SHORT TASK: From the items below, print every line verbatim, starting at the line with "pin: the puffin head" and ending at the line with "pin: the tufted", including both of those lines.

THE INPUT:
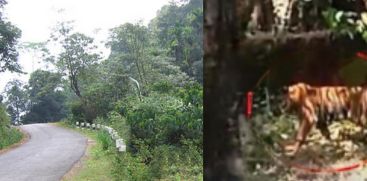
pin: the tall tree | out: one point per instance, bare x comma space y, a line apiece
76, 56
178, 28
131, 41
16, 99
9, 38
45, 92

--

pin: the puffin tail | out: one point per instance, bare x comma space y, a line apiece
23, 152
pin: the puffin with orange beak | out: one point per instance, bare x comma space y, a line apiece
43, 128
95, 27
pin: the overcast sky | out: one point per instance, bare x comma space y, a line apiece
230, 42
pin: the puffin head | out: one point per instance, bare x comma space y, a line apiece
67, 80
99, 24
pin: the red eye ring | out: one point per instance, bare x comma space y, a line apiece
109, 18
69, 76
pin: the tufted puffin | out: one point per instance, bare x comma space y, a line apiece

SOLUTION TO THIS PROBLEM:
pin: the puffin head | out: one point per instance, bare x comma space y, a line apiece
67, 80
99, 24
pin: the red eye ring | out: one point per instance, bare x comma space y, a line apiece
109, 18
69, 76
pin: the tufted puffin | out: one point per instance, bare x comma space y, a line apiece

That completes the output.